Page extract:

— start —

What if entrepreneurs never fail? - Nebyl

As an entrepreneur myself, I live under the pressure of failing my startup everyday. And I think I have a solution to beat this feeling by a concrete service. 
What if there is a service I can offer you to work and focus on your own startup, without fearing failing it? It&#x27;s a new startup idea I&#x27;m working on, and I&#x27;d like your feed back on it. Is it worth it for you? would you apply for such a service?
Thank you for your answers and feedback.
======
MalcolmDiggs
Well, what's failure?

If failure is the total loss of an entrepreneur's own capital, then VCs and
Angels already do this. They (in some cases) completely insulate the
entrepreneur from losing his/her own capital in the business.

If failure is the lack of a return, or the lack of profitability, then I would
expect any service to lie on the typical risk/reward curve associated with all
financial instruments. That is: if your service eliminates all risk, it
_should_ also eliminate all reward greater than whatever T-bills are
returning.

So it's hard to imagine what kind of service you could be talking about.

------
Nebyl
Hi Everyone and thank you all for your thoughts, it is nice to hear different
perspective from fellow hackers.

— end —

Exercise task a: Reproduce the records from the line with "In this exercise you will locate the girl's eyebrow" up to and including the line with "<point>193,345</point>", moving every coordinate in the answers up by 72.

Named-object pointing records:

— start —

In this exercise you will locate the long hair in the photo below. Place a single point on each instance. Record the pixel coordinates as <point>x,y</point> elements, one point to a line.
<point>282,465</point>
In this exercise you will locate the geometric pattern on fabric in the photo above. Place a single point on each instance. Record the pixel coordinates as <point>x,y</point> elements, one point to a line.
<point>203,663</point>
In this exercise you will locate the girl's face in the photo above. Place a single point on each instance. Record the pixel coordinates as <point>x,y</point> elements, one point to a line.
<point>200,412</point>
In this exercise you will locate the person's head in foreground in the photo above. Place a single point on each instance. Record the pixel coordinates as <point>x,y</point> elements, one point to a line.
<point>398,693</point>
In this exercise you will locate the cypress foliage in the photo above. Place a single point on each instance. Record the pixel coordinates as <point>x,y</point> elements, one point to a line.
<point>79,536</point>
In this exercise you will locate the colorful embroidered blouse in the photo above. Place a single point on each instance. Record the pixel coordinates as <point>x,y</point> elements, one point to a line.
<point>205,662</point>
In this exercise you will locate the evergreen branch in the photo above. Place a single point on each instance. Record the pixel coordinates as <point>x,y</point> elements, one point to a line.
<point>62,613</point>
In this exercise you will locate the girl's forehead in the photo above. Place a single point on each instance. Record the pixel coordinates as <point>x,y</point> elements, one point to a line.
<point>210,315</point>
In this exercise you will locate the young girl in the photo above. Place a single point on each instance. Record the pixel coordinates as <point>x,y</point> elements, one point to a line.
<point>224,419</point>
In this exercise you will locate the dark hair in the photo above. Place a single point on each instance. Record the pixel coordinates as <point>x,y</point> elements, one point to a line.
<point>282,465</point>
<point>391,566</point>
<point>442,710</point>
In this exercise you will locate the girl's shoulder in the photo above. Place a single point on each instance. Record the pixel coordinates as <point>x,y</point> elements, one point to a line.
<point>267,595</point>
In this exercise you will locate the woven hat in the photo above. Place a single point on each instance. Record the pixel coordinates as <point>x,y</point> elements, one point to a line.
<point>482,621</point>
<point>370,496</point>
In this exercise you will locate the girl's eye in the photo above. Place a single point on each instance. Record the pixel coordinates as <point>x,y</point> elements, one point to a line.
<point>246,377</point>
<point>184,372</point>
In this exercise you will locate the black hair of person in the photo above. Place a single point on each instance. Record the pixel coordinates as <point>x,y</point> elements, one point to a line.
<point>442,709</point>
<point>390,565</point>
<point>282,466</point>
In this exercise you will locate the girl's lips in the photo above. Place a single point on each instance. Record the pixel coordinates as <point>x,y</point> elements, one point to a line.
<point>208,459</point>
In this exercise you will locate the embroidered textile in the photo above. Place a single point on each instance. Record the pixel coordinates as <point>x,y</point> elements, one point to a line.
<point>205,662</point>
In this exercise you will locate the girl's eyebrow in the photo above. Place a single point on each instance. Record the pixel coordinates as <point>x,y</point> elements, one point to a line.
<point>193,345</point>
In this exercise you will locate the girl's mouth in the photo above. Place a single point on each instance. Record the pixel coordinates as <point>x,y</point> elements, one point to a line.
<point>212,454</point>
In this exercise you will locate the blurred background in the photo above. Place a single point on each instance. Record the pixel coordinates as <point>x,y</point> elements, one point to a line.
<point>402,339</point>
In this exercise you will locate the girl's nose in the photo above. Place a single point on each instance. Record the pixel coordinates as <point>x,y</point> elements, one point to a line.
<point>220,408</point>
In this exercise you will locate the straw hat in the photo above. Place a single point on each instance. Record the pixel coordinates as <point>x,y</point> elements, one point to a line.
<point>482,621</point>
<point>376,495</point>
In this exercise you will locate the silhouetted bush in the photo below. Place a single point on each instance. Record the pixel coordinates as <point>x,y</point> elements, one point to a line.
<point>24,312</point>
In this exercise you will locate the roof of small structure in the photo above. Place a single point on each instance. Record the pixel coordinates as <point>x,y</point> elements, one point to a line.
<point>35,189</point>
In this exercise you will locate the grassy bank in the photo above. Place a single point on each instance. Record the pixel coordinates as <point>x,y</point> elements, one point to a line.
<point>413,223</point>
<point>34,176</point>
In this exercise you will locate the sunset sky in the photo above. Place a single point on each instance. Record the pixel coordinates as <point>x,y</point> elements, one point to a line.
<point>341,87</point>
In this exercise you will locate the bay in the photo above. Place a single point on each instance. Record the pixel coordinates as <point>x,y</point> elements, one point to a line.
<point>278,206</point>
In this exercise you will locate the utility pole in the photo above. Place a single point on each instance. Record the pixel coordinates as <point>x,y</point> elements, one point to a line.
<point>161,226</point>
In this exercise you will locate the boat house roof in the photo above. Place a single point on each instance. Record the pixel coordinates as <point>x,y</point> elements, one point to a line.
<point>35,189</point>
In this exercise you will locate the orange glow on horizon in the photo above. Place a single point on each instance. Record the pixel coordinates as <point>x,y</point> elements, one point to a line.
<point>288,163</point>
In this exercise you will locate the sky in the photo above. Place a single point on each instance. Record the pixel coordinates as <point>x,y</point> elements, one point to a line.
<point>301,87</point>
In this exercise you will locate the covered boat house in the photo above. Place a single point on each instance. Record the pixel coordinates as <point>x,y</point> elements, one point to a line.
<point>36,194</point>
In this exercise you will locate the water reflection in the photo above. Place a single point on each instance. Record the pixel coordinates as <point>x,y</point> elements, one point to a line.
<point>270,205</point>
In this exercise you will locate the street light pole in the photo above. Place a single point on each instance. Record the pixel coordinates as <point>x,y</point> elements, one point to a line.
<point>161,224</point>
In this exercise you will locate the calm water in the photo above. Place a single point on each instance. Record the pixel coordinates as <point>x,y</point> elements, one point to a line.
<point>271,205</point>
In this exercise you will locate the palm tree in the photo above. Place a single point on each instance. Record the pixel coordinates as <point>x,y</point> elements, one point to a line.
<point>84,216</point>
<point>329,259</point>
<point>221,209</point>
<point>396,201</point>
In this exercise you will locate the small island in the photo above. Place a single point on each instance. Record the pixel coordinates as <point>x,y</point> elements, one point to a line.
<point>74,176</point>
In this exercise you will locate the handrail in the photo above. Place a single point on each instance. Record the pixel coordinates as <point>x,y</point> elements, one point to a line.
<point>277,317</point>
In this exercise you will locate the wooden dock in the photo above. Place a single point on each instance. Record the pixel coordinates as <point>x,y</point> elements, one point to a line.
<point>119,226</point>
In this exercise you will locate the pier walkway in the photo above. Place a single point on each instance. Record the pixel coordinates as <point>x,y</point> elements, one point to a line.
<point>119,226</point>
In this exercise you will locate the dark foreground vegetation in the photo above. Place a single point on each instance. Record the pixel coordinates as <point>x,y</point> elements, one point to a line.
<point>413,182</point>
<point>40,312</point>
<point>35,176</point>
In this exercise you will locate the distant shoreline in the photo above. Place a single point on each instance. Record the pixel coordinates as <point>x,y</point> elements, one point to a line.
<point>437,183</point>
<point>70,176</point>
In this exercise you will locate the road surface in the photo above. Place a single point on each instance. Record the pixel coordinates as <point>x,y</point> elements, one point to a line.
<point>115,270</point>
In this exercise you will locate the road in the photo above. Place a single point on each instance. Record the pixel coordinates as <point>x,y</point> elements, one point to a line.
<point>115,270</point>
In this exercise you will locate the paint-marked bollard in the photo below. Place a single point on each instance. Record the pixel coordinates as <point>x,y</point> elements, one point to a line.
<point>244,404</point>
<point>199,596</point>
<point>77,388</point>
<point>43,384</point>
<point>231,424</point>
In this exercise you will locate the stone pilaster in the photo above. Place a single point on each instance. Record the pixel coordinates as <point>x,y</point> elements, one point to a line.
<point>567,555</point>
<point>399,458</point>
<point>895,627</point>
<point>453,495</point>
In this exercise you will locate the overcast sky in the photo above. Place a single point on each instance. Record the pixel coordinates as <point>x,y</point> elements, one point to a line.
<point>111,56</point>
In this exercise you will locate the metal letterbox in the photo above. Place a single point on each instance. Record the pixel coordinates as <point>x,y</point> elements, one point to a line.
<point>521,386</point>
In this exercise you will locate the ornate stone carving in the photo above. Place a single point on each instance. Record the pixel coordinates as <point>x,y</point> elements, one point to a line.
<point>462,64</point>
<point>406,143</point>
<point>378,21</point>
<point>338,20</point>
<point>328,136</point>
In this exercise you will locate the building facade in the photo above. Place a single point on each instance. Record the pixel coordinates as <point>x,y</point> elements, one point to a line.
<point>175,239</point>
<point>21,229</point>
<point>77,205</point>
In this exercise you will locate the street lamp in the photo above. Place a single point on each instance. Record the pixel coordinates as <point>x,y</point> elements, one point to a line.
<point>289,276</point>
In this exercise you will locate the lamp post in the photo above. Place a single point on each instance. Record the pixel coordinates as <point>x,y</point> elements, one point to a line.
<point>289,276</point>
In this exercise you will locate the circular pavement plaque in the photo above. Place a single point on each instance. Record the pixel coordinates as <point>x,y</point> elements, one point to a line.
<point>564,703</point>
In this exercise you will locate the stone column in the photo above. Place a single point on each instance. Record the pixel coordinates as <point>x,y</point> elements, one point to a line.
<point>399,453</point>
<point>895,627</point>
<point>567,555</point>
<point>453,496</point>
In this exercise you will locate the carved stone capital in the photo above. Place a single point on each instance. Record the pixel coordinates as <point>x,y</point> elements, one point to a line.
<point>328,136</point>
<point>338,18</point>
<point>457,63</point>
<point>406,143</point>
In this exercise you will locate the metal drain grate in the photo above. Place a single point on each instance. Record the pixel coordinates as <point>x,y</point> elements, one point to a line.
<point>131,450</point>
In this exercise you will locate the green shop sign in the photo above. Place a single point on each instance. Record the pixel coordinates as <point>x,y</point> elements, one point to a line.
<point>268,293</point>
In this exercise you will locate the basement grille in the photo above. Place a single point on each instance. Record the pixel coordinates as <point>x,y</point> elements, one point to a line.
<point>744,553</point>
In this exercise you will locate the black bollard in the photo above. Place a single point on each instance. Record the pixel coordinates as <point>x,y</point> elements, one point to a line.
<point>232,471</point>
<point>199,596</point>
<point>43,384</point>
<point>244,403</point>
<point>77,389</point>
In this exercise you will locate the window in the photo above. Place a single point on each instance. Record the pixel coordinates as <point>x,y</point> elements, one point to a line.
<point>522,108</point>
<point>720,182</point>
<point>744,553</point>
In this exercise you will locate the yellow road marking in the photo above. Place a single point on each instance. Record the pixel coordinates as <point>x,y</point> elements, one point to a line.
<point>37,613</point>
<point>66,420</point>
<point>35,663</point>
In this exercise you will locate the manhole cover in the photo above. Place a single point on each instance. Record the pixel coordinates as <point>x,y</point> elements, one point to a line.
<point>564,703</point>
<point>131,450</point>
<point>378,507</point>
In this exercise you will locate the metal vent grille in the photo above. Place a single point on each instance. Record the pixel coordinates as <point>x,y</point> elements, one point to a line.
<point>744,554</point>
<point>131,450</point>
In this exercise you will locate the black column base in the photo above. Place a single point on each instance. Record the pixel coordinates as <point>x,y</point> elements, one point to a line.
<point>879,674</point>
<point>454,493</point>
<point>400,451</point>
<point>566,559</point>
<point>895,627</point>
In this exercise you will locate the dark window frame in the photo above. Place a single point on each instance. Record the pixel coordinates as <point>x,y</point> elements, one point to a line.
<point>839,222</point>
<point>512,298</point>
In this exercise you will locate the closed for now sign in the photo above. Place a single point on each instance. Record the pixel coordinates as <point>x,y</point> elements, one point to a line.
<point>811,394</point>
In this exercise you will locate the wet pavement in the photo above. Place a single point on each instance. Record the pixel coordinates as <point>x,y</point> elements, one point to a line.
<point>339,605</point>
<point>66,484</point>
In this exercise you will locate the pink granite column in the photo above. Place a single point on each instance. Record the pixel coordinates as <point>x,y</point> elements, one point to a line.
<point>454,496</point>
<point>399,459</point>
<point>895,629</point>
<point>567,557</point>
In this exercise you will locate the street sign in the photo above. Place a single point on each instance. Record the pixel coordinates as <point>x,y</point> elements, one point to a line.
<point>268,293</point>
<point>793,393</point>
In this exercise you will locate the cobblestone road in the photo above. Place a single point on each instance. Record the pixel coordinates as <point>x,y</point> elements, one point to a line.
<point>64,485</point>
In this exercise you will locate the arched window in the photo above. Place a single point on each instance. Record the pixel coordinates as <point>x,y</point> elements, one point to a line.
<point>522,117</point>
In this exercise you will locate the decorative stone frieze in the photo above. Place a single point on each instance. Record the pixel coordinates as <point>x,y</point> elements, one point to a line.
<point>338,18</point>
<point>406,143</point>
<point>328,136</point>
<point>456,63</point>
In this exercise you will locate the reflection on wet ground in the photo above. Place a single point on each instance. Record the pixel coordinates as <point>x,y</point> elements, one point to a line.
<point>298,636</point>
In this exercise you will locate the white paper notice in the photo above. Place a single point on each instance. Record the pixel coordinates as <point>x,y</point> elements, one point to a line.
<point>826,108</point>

— end —

Exercise task b: Carry on the forum thread about the startup service against failure, writing what follows its last sentence.

Response a:
In this exercise you will locate the girl's eyebrow in the photo above. Place a single point on each instance. Record the pixel coordinates as <point>x,y</point> elements, one point to a line.
<point>265,417</point>

Response b:
I'll try to summarize all the answers to your questions in one post. First of
all, I'll begin by defining failure in this particular context. It will be the
loss of your capital and incomes that are all based on your startup. The fear
behind it is not to be able to provide for itself or its own family and loved
ones.

To pursue in the idea itself, it's a financial service based on a business
model inspired from the shared economy concept. It is going to be an
additional service that an incubator can offer but definitely not replace it,
and unfortunately I can't disclose more information for now as I'm still
waiting to close the legal part of this model.

The image davismwfl described made me really laugh, because he's right, it is
awfully too good to be true :) but please bear with me, and allow me to earn
your trust, at least in this topic :)

Thank you all again.

------
nsitoula
Frankly speaking, I think you need to throw some more light on the 'service'
you are talking about. As an entrepreneur and/or a probable customer, I want
to understand what your service/offering is and how it will help me mitigate
the risks associated with my venture or help me overcome the fear of failing.

------
HIPAAtrek
If a startup never fails, it will never be successful. Failures (or the fear
of) are what causes us to drive forward. They are how we learn what works and
what doesn't work. Businesses must fail in order to drive innovation.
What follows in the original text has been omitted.